# THE PROBLEM
Please extract the lines of the material below that run from the line containing "Presence check — any aircraft nose." through the end of the material, both ends included, and reproduce them without any change.

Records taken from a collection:
---

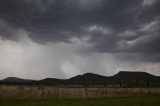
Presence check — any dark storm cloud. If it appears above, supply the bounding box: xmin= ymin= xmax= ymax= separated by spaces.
xmin=0 ymin=0 xmax=160 ymax=60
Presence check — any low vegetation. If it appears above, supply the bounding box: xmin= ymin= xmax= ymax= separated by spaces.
xmin=0 ymin=96 xmax=160 ymax=106
xmin=0 ymin=85 xmax=160 ymax=100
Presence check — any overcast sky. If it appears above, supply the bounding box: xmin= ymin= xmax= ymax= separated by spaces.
xmin=0 ymin=0 xmax=160 ymax=79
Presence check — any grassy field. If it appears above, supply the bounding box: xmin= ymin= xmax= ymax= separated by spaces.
xmin=0 ymin=86 xmax=160 ymax=100
xmin=0 ymin=96 xmax=160 ymax=106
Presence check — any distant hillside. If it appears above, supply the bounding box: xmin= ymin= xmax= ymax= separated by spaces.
xmin=0 ymin=71 xmax=160 ymax=87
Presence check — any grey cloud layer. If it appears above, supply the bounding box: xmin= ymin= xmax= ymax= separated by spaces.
xmin=0 ymin=0 xmax=160 ymax=61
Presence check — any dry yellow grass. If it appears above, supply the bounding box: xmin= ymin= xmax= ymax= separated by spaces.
xmin=0 ymin=86 xmax=160 ymax=100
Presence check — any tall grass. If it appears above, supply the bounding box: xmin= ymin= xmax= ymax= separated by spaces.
xmin=0 ymin=86 xmax=160 ymax=100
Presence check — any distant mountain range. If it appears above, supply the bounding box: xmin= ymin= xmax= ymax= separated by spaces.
xmin=0 ymin=71 xmax=160 ymax=87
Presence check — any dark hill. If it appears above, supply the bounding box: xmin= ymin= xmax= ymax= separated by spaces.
xmin=0 ymin=71 xmax=160 ymax=87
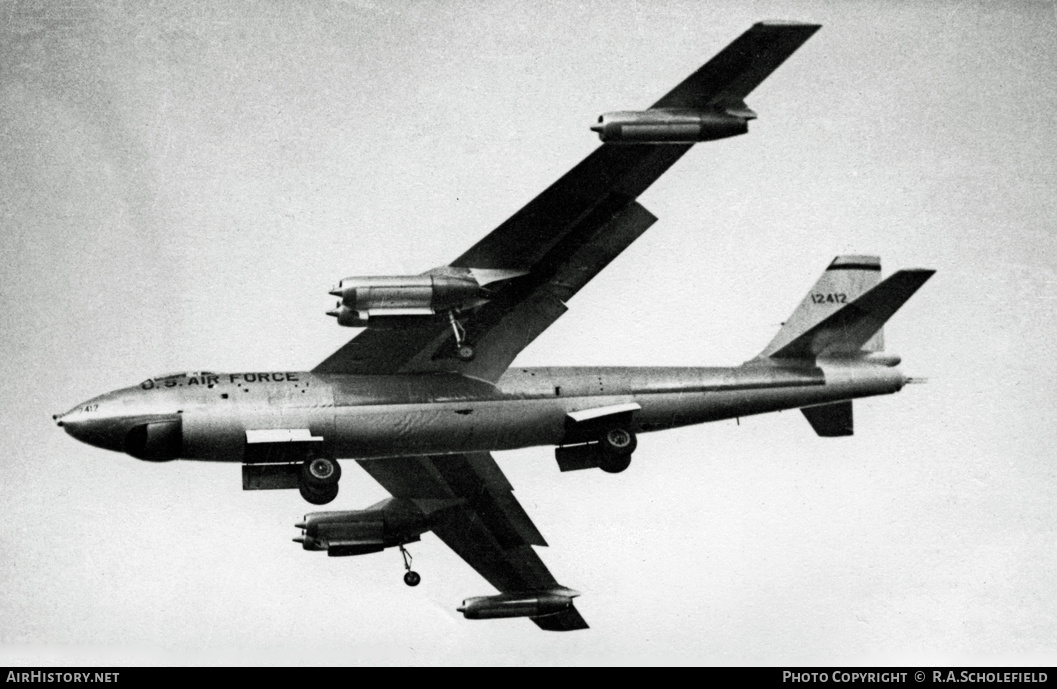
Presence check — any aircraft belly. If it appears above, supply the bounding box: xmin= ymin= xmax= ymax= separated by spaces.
xmin=334 ymin=399 xmax=565 ymax=459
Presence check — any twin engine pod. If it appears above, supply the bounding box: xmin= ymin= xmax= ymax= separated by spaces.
xmin=591 ymin=104 xmax=756 ymax=144
xmin=294 ymin=498 xmax=429 ymax=557
xmin=327 ymin=267 xmax=524 ymax=328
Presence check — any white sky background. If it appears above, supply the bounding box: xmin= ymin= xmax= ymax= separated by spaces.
xmin=0 ymin=1 xmax=1057 ymax=665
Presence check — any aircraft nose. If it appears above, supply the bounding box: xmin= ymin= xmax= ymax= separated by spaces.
xmin=52 ymin=403 xmax=128 ymax=452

---

# RESULT OF THIS TASK
Presence check — any aircraft nose. If it appears above, supply the bounding box: xmin= ymin= xmax= ymax= separated by spaces.
xmin=52 ymin=403 xmax=128 ymax=452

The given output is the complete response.